| TEXT |
Young adults and adolescents who have experienced mastery in an aspect of their lives have a larger bank of internal resources to draw upon for recovery purposes. I can personally attest to the power of mastery as a motivator in recovery. In my teenage and adolescent years, I was a competitive equestrian who put countless hours into this passion. Knowing that I had worked so hard to hone this this ability reminded me of my potential to achieve a goal through determination and perseverance. I subsequently channeled this belief and prior accomplishment into my desire to recover. To be clear, recovery is an extremely difficult and complex process for almost everyone, and I was no exception. However, drawing on my history of dedication to a goal allowed me to move forward with the challenging stages of recovery with a greater level of confidence than I would have otherwise had. Understanding that I could approach recovery as I did other tasks in my life, I saw it as something else to master. If I could just stay sober for 10,000 hours, I would be a master. So, I set this goal and worked hard to achieve it.
The developmental tasks related to mastery are essential for building necessary life skills, and those developmental tasks are damaged by trauma, addiction, abuse, eating disorders, and mental health issues in a number of ways. Our role as parents, caregivers, medical professionals, and treatment providers is to help the youth learn how to reconnect and complete these tasks. Connecting young adults and adolescents to mentors, teachers, and spiritual counselors can help them to competently and comprehensively address each aspect of development. A positive role model can make all the difference in at-risk adolescents and can have lifelong effects on their choices. One of my employees, for instance, attributes her current substance-free existence to her high school track coach taking interest in her running aptitude and helping her work toward healthier goals. Rather than shaming her student about rumors she had heard concerning alcohol abuse, the coach challenged her to run with her every day before school on the off season and to enter road races of increasing lengths. Thirty-six years later, my employee continues to run daily and regularly thanks her coach for her role in short circuiting her prior tendencies toward abusing substances.

| AVAILABLE DATA |
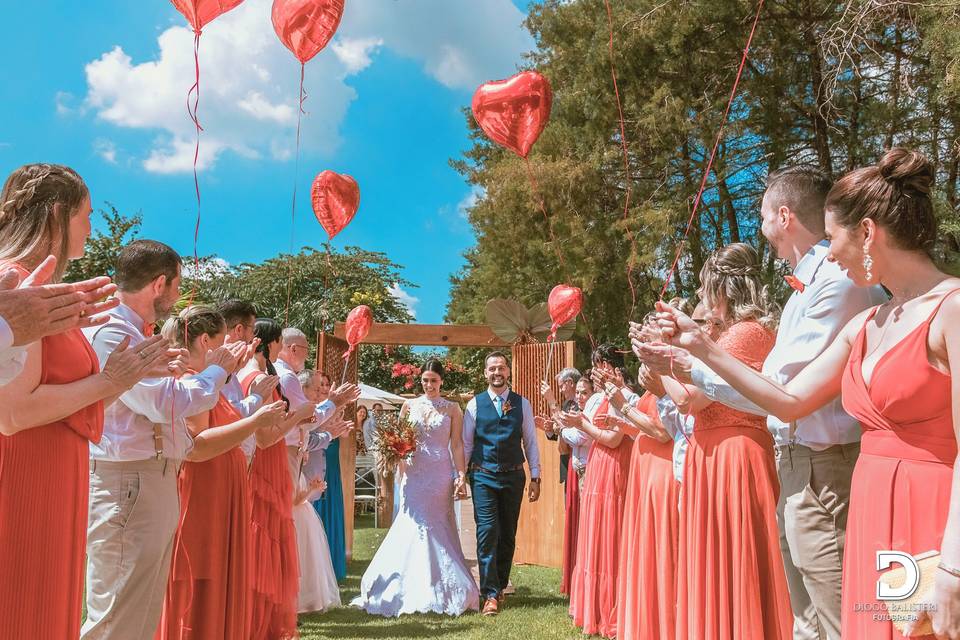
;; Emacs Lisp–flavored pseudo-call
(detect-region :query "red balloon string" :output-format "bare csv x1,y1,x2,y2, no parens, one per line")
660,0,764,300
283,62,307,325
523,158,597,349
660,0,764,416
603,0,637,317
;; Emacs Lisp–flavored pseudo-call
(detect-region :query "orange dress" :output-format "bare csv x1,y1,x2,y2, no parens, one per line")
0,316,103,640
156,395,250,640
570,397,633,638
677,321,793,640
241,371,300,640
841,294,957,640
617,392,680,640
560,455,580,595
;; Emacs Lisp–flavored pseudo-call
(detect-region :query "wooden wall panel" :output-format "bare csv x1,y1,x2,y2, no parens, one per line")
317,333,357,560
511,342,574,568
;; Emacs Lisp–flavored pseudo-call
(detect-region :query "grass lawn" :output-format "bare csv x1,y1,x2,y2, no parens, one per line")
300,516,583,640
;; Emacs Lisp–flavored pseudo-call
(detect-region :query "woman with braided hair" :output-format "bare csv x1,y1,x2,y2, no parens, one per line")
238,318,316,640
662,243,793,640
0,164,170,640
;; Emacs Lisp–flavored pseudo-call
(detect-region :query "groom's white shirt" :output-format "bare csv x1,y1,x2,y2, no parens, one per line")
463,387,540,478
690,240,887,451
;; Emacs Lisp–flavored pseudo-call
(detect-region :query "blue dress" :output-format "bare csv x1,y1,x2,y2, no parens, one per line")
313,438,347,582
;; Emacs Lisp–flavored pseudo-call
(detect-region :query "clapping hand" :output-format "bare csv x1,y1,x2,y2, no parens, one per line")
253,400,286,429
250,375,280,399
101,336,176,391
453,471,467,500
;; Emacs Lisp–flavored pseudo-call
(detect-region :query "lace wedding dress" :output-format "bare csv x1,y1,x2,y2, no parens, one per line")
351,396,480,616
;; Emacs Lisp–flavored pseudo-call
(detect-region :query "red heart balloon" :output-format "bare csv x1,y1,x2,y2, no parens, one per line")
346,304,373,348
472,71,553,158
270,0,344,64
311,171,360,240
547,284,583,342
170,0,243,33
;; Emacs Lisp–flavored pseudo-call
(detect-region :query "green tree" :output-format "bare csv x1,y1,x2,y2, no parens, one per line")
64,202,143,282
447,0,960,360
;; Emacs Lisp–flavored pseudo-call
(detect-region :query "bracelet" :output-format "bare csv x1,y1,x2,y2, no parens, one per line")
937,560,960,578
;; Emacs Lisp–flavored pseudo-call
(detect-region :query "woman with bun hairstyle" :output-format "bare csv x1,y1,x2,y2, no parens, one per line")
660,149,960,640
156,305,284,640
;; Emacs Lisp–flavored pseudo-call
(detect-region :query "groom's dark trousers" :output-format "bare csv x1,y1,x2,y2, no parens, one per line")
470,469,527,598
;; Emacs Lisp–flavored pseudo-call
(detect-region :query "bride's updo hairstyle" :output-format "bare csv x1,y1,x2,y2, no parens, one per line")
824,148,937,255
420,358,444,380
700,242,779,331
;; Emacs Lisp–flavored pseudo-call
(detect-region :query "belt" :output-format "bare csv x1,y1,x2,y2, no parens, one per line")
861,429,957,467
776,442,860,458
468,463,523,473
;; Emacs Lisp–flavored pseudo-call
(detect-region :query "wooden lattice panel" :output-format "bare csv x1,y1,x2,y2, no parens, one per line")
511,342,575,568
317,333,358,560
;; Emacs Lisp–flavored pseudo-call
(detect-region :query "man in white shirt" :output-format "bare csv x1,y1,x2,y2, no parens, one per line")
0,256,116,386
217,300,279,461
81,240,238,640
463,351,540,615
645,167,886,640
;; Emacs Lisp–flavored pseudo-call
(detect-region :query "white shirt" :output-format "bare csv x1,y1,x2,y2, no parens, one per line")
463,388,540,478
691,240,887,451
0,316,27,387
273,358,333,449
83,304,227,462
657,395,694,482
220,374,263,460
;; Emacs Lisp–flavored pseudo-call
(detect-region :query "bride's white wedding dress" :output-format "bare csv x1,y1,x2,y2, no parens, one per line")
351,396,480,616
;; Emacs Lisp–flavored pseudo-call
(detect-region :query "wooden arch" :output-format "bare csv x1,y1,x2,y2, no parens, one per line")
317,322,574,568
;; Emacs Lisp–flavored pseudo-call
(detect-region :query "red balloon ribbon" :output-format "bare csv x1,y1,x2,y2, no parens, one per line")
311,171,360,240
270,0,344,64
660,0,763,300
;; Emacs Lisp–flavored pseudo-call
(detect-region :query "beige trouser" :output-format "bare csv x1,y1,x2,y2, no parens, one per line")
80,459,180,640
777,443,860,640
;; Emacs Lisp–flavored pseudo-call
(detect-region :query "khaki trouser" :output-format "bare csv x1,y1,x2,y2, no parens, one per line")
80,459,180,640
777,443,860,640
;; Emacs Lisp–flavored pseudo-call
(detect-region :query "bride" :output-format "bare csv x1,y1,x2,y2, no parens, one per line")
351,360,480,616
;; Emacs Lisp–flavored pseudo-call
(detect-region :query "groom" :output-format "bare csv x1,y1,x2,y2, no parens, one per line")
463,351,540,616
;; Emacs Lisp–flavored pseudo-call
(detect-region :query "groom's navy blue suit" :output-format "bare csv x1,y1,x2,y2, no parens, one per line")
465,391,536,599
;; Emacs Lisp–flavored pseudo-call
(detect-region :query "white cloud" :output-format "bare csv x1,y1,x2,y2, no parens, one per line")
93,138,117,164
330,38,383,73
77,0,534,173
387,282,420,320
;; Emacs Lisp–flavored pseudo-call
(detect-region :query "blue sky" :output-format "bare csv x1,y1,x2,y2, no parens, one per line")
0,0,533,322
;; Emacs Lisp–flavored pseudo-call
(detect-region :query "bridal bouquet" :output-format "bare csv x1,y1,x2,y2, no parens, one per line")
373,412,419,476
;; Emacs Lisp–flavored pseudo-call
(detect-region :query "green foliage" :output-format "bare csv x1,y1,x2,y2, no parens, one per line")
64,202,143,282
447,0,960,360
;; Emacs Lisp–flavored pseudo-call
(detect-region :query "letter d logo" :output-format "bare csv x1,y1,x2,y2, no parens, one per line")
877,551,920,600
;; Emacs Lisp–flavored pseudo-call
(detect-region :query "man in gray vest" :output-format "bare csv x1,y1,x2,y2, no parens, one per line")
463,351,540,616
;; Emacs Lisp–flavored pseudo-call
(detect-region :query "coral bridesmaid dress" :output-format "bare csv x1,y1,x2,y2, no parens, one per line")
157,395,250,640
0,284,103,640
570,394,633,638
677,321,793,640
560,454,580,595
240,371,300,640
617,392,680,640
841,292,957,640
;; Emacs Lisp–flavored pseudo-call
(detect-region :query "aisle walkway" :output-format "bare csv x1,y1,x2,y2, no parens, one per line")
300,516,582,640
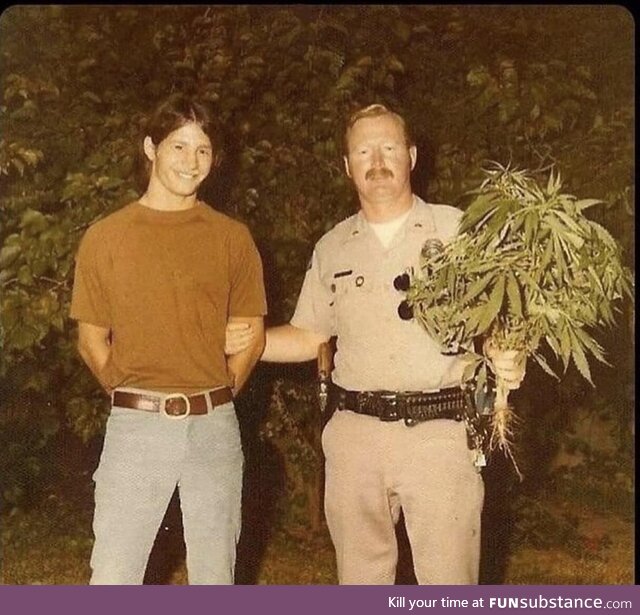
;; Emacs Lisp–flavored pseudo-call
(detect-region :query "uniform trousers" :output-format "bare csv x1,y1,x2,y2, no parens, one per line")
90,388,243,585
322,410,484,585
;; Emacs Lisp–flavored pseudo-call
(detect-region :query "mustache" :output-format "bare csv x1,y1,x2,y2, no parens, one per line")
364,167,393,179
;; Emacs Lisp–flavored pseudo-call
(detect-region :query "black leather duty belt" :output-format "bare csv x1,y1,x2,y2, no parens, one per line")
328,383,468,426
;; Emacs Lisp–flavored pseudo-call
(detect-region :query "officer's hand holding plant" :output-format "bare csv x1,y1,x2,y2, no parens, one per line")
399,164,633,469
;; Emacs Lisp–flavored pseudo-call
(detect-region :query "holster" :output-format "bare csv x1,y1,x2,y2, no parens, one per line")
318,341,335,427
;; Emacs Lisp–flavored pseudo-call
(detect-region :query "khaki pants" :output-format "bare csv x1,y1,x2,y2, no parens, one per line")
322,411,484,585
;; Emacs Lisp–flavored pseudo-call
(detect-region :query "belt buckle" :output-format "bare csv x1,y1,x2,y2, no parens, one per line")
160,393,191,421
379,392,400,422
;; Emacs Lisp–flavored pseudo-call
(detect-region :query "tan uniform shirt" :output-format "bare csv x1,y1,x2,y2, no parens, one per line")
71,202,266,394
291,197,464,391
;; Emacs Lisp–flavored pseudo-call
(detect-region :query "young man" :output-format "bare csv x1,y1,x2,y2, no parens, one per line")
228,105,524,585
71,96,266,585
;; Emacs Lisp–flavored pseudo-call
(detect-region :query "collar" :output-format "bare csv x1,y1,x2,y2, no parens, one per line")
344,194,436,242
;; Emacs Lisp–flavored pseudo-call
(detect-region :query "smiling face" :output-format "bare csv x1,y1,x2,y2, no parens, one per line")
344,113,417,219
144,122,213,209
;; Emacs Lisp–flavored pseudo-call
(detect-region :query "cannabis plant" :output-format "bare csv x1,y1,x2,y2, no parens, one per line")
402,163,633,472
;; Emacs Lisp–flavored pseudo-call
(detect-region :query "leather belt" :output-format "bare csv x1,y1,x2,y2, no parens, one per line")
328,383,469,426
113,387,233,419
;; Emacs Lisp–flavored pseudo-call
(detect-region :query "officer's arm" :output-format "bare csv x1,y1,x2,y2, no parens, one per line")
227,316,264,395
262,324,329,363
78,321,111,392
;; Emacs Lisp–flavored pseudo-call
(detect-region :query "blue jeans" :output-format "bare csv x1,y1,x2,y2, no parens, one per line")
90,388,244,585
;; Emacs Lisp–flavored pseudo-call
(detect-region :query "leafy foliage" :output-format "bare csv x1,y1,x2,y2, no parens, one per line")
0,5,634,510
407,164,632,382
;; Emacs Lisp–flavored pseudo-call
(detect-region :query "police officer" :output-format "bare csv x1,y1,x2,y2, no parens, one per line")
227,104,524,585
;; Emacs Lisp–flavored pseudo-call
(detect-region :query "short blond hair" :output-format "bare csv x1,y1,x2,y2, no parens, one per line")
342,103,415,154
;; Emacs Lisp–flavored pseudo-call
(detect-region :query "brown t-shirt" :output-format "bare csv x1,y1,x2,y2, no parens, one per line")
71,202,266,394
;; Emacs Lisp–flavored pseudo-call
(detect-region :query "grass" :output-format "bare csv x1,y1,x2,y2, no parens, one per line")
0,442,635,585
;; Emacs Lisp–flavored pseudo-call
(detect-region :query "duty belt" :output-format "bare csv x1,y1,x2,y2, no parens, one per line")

| PROBLEM TO SOLVE |
Answer from the text on mastery and recovery:
1. In what activity did the writer compete during the teenage years?
2. How many hours did the writer aim to stay sober?
3. How many years later does the employee still run every day?

| OUTPUT OF THE EXERCISE |
1. Equestrian competition
2. 10,000 hours
3. Thirty-six years